**Prompt:**
Only the lines starting at the one that contains "Keypoint placement: for each instance of the dark tunnel" and running to the end should be repeated, exactly as written.

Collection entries
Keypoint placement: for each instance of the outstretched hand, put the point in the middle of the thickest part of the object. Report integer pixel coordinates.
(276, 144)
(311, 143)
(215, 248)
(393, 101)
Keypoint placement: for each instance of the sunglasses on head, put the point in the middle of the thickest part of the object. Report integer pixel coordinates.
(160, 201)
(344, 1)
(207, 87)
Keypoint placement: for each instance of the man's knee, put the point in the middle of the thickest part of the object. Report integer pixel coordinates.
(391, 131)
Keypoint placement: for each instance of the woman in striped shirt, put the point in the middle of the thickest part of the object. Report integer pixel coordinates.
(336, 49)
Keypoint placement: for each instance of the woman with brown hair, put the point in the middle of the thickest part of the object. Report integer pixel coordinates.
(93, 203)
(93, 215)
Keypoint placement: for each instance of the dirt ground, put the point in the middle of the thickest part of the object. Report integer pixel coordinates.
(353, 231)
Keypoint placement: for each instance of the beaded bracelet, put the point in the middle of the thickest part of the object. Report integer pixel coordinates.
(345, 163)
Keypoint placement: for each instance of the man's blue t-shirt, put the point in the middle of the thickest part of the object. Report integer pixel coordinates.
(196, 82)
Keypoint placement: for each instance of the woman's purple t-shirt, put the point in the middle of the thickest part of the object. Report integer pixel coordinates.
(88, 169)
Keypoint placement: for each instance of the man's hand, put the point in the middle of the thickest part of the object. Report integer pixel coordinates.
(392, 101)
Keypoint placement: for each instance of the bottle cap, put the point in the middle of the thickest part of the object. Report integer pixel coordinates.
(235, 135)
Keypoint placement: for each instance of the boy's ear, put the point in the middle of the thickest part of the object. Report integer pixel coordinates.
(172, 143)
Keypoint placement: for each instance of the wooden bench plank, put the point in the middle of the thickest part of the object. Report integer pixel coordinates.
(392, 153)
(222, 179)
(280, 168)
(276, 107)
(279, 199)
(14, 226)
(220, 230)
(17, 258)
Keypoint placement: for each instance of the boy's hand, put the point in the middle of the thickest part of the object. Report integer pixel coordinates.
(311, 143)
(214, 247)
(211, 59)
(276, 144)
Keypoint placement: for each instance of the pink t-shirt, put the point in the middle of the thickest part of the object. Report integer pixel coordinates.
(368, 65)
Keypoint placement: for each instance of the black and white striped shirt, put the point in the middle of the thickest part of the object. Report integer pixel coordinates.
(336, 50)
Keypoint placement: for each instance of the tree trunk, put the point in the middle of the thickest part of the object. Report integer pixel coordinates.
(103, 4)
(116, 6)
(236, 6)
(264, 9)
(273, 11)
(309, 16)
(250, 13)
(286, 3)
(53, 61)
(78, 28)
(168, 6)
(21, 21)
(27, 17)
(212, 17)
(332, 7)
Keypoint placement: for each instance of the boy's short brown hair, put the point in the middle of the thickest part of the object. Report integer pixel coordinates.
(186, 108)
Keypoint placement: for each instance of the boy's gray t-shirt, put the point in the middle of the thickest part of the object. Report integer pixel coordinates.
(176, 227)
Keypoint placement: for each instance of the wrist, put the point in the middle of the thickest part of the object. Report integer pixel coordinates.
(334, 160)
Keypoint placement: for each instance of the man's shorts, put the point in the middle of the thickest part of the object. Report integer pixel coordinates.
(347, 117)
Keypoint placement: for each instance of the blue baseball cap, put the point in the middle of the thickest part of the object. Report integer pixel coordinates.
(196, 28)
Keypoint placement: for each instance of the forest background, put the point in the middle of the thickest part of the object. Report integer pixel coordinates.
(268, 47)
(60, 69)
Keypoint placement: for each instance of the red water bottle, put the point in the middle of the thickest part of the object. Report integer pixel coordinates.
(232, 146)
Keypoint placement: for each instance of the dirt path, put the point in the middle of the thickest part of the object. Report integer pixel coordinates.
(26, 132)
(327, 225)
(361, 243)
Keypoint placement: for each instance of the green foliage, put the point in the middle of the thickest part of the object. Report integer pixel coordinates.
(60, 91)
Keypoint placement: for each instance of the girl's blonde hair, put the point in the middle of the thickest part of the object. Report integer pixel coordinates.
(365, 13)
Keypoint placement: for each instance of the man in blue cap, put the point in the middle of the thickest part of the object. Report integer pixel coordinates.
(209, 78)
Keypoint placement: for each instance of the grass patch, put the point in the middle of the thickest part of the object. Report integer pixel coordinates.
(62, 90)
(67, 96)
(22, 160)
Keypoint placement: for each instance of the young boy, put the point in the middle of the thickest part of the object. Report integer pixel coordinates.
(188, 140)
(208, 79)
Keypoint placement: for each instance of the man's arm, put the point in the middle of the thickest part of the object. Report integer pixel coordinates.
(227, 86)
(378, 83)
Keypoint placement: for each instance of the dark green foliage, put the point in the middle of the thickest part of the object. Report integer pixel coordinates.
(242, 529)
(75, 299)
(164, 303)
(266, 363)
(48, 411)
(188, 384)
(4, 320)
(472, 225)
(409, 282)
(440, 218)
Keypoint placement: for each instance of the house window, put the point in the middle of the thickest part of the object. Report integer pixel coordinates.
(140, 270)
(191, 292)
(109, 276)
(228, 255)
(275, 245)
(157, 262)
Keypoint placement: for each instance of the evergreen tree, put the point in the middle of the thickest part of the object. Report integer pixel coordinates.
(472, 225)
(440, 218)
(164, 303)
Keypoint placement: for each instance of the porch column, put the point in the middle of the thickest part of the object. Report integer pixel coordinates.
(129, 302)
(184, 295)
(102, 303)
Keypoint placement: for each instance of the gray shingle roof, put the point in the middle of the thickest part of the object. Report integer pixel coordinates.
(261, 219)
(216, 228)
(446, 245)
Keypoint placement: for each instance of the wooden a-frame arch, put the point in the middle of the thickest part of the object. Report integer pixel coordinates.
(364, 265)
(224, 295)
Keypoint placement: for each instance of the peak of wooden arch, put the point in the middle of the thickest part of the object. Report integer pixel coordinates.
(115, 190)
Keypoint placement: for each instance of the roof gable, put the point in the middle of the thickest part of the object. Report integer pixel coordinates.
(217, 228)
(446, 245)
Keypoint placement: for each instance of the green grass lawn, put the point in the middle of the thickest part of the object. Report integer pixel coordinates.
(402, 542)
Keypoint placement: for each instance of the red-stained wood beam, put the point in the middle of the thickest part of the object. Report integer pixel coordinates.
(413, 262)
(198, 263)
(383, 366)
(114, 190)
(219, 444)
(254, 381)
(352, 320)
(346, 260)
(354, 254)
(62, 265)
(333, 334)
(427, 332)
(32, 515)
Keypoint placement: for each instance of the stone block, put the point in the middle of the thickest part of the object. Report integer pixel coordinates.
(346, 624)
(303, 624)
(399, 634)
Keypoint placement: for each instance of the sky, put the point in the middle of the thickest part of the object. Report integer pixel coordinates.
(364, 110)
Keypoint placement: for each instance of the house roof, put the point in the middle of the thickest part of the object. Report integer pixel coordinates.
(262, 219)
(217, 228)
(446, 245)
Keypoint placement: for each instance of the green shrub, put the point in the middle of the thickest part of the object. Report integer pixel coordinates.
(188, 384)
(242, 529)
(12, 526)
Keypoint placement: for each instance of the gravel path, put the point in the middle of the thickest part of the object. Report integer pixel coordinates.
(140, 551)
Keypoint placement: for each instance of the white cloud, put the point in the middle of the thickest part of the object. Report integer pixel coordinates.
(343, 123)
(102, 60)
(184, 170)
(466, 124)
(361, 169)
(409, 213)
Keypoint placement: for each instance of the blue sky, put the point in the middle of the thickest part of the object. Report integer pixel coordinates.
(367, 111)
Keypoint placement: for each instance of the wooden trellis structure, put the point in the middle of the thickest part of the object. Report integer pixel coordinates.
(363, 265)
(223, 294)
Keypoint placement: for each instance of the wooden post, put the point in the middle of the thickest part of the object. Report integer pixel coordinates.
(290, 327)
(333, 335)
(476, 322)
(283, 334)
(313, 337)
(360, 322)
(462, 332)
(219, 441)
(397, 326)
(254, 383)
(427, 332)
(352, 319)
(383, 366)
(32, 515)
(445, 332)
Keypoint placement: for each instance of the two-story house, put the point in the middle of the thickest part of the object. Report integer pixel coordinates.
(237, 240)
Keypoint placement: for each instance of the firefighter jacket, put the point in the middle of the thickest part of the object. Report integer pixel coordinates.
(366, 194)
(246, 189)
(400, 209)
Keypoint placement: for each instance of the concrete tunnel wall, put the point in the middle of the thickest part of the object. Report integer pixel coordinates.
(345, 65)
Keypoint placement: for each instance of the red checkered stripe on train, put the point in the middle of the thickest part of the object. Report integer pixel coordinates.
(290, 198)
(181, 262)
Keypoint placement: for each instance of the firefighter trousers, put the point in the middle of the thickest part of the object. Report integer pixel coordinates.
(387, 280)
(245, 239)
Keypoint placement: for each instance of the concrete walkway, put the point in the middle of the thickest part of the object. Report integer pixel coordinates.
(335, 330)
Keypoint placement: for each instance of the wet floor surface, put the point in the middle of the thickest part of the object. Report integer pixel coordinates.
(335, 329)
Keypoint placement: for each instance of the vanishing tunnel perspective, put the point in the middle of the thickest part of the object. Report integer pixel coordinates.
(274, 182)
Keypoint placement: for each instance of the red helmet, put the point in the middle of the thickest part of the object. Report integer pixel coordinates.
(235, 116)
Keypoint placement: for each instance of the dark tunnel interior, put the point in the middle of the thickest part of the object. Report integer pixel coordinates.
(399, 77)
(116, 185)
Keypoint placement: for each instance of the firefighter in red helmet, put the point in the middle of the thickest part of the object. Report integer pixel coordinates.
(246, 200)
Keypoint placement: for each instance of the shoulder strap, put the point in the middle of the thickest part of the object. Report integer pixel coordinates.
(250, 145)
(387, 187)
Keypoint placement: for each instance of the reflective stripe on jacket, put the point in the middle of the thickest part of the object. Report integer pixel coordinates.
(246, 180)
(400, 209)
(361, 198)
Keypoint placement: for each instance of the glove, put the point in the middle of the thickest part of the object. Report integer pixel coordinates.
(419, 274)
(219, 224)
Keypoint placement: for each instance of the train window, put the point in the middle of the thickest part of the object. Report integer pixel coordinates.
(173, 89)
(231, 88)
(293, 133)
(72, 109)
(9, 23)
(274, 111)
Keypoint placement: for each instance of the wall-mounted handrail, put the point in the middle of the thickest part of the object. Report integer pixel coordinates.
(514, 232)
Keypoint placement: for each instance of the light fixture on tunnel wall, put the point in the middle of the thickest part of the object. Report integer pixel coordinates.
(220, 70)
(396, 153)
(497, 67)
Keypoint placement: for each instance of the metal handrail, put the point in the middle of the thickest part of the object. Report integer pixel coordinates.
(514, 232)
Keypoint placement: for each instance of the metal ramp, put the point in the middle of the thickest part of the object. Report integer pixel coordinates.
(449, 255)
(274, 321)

**Exercise solution:**
Keypoint placement: for each instance of the dark tunnel interior, put the point in the middle of the thickest part of the object. Report integer pixel coordinates.
(399, 77)
(116, 185)
Keypoint placement: for each instance of the firefighter in red helmet, put the point in the middle of the thickest part of the object. Report integer pixel coordinates.
(246, 200)
Keypoint placement: for each instance of the shoulder strap, put the point in the middle of the thickest part of the object. Report integer pixel coordinates.
(250, 145)
(387, 187)
Keypoint placement: for each instance of the reflective stripe on jacket, put the point in the middle of the thickest part of the object. Report integer pixel coordinates.
(246, 180)
(400, 209)
(361, 198)
Keypoint placement: for each instance of the glove, put the point in the middle of the thickest part of the object. Report integer pixel coordinates.
(419, 274)
(219, 224)
Keypoint placement: for each instance of the train window, put the point in the middle of the thickest part of the object. Report integer pixel coordinates.
(173, 89)
(231, 88)
(293, 133)
(72, 109)
(9, 23)
(274, 111)
Keypoint placement: for each instance of the wall-mounted handrail, put the point in the middle of the thickest part of the object. Report integer pixel coordinates.
(514, 232)
Keypoint placement: for each instance of the light fixture on tunnel wall, put the point in the middle of the thickest part of the object. Report integer pixel coordinates.
(220, 70)
(396, 153)
(497, 67)
Keypoint placement: for each instance of the metal handrail, put the point in the middle of the thickest part of the object. Report integer pixel coordinates.
(514, 232)
Keypoint placement: for each instance of the metal ramp, put the point in the middle of the thickest part of the object. Report integer pixel coordinates.
(449, 255)
(274, 321)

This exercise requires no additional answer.